*** Records to process Section Begins ***
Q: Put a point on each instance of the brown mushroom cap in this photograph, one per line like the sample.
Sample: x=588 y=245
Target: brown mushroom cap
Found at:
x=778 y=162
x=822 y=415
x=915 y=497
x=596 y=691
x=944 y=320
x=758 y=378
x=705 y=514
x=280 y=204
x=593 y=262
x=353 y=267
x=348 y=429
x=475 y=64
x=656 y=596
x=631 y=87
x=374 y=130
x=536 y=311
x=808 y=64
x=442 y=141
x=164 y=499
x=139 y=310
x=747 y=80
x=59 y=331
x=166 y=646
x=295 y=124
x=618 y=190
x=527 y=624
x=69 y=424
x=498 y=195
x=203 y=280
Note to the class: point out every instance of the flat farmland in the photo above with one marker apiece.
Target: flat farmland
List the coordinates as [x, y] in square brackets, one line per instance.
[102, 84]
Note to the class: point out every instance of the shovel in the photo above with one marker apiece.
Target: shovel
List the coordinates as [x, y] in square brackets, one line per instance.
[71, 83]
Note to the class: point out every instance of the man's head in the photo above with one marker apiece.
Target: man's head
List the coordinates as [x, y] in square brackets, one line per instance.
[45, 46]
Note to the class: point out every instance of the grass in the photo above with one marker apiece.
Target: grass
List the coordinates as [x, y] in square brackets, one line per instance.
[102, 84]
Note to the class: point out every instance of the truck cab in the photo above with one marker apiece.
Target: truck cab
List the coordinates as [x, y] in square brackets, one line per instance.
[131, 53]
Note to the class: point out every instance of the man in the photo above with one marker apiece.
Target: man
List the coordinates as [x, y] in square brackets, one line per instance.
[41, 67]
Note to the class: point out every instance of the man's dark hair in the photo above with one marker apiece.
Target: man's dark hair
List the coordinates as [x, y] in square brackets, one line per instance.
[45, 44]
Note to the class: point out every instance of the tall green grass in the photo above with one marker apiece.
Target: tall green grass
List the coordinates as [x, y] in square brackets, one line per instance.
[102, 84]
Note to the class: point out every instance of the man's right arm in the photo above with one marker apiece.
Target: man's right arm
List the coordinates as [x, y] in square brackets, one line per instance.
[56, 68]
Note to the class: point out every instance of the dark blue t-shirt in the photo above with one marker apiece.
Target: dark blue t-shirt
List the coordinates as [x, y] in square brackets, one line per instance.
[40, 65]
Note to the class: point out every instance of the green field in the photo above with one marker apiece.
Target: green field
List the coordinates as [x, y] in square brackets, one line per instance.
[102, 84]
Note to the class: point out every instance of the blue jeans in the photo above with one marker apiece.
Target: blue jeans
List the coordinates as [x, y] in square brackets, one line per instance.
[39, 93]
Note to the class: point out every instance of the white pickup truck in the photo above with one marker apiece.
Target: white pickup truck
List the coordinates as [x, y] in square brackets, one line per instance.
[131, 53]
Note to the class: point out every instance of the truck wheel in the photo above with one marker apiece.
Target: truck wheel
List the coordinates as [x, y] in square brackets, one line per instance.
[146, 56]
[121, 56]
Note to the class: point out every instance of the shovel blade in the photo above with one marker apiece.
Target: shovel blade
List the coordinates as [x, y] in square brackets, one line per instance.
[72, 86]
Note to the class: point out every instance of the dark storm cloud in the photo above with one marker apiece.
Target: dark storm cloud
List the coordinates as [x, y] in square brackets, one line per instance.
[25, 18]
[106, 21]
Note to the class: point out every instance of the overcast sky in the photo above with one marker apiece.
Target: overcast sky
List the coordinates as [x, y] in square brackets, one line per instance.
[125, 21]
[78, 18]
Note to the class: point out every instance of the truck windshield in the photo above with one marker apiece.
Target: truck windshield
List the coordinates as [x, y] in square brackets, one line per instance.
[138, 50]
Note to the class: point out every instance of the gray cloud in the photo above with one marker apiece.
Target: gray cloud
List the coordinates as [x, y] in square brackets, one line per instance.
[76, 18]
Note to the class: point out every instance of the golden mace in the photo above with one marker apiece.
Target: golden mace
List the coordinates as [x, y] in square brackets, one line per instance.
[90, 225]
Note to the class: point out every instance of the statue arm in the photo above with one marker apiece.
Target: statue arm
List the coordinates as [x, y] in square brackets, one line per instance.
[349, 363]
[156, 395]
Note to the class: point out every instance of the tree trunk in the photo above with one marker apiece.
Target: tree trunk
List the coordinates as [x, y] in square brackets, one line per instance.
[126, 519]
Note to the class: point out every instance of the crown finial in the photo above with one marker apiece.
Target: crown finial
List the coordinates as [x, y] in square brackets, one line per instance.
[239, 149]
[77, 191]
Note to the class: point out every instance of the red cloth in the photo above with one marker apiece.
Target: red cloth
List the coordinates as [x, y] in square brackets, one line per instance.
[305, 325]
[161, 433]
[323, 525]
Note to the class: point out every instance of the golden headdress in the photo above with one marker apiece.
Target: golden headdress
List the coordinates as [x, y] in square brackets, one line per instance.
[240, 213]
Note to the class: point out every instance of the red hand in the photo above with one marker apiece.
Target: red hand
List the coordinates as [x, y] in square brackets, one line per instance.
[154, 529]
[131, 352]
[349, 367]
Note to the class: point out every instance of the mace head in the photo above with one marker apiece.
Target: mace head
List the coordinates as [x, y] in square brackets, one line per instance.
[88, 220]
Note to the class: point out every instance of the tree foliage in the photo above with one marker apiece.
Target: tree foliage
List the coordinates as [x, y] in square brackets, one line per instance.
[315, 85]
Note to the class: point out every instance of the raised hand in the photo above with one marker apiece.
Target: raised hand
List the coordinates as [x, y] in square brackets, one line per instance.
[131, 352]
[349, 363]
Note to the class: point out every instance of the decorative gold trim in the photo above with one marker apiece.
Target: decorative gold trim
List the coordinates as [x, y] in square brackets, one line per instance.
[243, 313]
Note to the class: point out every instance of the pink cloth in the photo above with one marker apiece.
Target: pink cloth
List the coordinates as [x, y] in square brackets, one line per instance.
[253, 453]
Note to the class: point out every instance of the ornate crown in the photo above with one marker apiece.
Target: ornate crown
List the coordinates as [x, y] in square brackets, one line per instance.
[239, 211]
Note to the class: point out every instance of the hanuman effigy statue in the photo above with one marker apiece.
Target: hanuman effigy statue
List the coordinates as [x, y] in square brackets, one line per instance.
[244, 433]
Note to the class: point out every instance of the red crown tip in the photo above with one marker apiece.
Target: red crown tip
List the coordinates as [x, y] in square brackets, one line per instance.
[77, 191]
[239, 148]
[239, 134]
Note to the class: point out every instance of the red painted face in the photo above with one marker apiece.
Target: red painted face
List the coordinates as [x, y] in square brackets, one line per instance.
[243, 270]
*** Records to process Section Ends ***
#### [Work to be completed]
Repeat the records above exactly, leaving none out.

#### [Task answer]
Q: Put a point on each instance of the brown mushroom cap in this photograph, one per line like the sample.
Sample: x=588 y=245
Target: brown mushroom cap
Found at:
x=778 y=162
x=822 y=415
x=915 y=497
x=596 y=691
x=944 y=320
x=758 y=378
x=705 y=514
x=280 y=204
x=593 y=262
x=353 y=267
x=348 y=429
x=475 y=64
x=656 y=596
x=631 y=87
x=374 y=130
x=536 y=311
x=808 y=64
x=442 y=141
x=164 y=499
x=139 y=310
x=747 y=80
x=59 y=331
x=166 y=646
x=295 y=124
x=618 y=190
x=527 y=624
x=69 y=424
x=498 y=195
x=203 y=280
Note to the class: point out every instance of the flat farmland in the photo above with one marker apiece.
Target: flat farmland
List the coordinates as [x, y] in square brackets, one line per instance.
[102, 84]
Note to the class: point out every instance of the shovel in the photo above with one marker apiece.
Target: shovel
List the coordinates as [x, y] in square brackets, one line per instance.
[71, 83]
Note to the class: point out every instance of the man's head in the photo above with one marker apiece.
Target: man's head
List the coordinates as [x, y] in square brackets, one line per instance.
[45, 46]
Note to the class: point out every instance of the grass in the photo above with one marker apiece.
Target: grass
List the coordinates as [x, y] in square brackets, one line per instance.
[102, 84]
Note to the class: point out every instance of the truck cab in the photo above with one marker apiece.
Target: truck cab
List the coordinates as [x, y] in square brackets, one line per instance.
[131, 53]
Note to the class: point out every instance of the man in the photo above with one marker apiece.
Target: man
List the coordinates as [x, y] in square brackets, one line per instance.
[41, 67]
Note to the class: point out every instance of the man's dark hair in the photo above with one marker apiece.
Target: man's dark hair
List the coordinates as [x, y] in square brackets, one line per instance.
[45, 44]
Note to the class: point out every instance of the tall green grass in the photo above with one marker apiece.
Target: tall green grass
List the coordinates as [x, y] in square brackets, one line per instance.
[102, 84]
Note to the class: point out every instance of the man's right arm in the photo above with one marker apiece.
Target: man's right arm
List the coordinates as [x, y] in square brackets, one line per instance.
[56, 68]
Note to the class: point out every instance of the dark blue t-shirt in the photo above with one marker apiece.
Target: dark blue t-shirt
List the coordinates as [x, y] in square brackets, one line per instance.
[40, 65]
Note to the class: point out every instance of the green field in the photo above with one marker apiece.
Target: green field
List the coordinates as [x, y] in square brackets, one line per instance.
[102, 84]
Note to the class: point out every instance of the blue jeans in the photo above with one marker apiece.
Target: blue jeans
List the coordinates as [x, y] in square brackets, one line per instance.
[39, 93]
Note to the class: point out every instance of the white pickup truck in the photo above with one marker apiece.
Target: white pickup truck
List the coordinates as [x, y] in square brackets, one line per instance.
[131, 53]
Note to the class: point out every instance of the truck wheel in the photo above with one marker apiece.
Target: truck wheel
List the coordinates as [x, y] in square brackets, one line per instance.
[146, 56]
[121, 56]
Note to the class: point out every instance of the shovel blade in the photo above with one marker apiece.
Target: shovel blade
List the coordinates as [x, y] in square brackets, one line per instance.
[72, 86]
Note to the class: point out every instance of the dark storm cloud in the photo above with one marker apiece.
Target: dark storm cloud
List the coordinates as [x, y] in square brackets, one line per instance.
[25, 18]
[106, 21]
Note to the class: point out every instance of the overcast sky in the photo above with one marker apiece.
Target: overcast sky
List the coordinates as [x, y] in square brackets, one line per instance.
[125, 21]
[78, 18]
Note to the class: point out every instance of the truck windshield in the photo above with one marker apiece.
Target: truck windshield
List the coordinates as [x, y] in square brackets, one line per instance.
[138, 50]
Note to the class: point out every instance of the gray cloud in the photo above with one marker apiece.
Target: gray cloud
List the coordinates as [x, y] in square brackets, one line per instance.
[76, 18]
Note to the class: point out every instance of the golden mace in the photo above with one marker apiece.
Target: golden mace
List the coordinates as [x, y] in square brackets, one line per instance.
[90, 225]
Note to the class: point out every instance of the statue arm in the photo above with one marker apiece.
Target: statue arm
List the coordinates as [x, y] in square brackets, one line per instance.
[349, 363]
[156, 395]
Note to the class: point out every instance of the tree trunk in the photo above with one marker apiece.
Target: tree trunk
List the coordinates as [x, y] in square brackets, one line per instance.
[126, 519]
Note to the class: point out every instance of the crown finial in the photo above with one marker apiece.
Target: crown finial
List the coordinates as [x, y] in square brackets, one line per instance.
[239, 149]
[77, 191]
Note to the class: point out every instance of the red cloth in the photo above with one marker apiece.
Target: red cloth
List the coordinates as [x, y] in square brackets, one line per instance.
[305, 325]
[161, 433]
[323, 525]
Note to the class: point out every instance of the golden headdress in the photo above with one marker apiece.
Target: golden headdress
List the coordinates as [x, y] in square brackets, one line per instance.
[240, 213]
Note to the class: point out every instance of the red hand in the photo above with one marker apiece.
Target: red hand
List the coordinates as [x, y] in square brackets, one line per instance.
[154, 529]
[131, 352]
[349, 367]
Note to the class: point out every instance of the mace head in the photo above with one marker apiece.
Target: mace head
List the coordinates as [x, y] in square brackets, one line per instance.
[88, 220]
Note to the class: point out every instance of the tree foliage in the photo above with one marker apiece.
Target: tree foliage
List the coordinates as [x, y] in square brackets, one line per instance.
[315, 85]
Note to the class: point out every instance of the raised hand in the photo above with one marker apiece.
Target: raised hand
List the coordinates as [x, y] in square brackets, one line per instance.
[131, 352]
[349, 363]
Note to the class: point out every instance of the decorative gold trim in the photo above with one marker apiece.
Target: decorative gold trim
List the coordinates as [x, y] in square brackets, one line per instance.
[243, 313]
Note to the class: point out every instance of the pink cloth in the photo above with one marker apiece.
Target: pink cloth
List the coordinates as [x, y] in square brackets, one line per instance.
[253, 453]
Note to the class: point out every instance of the ornate crown in the photo above with one marker apiece.
Target: ornate crown
List the coordinates as [x, y] in square brackets, one line per instance.
[239, 211]
Note to the class: point out every instance of the hanuman effigy statue in the photo above with one marker apiece.
Target: hanuman effigy statue
List the coordinates as [x, y] in square brackets, one line per instance.
[244, 433]
Note to the class: point out every instance of the red crown tip in the photo above with one marker apiece.
Target: red crown tip
List the coordinates as [x, y] in square brackets, one line per instance.
[77, 191]
[239, 148]
[239, 134]
Note to the class: point out every instance of the red painted face in the photo above with one marker apiece.
Target: red painted face
List the coordinates as [x, y] in square brackets, one line per instance.
[243, 270]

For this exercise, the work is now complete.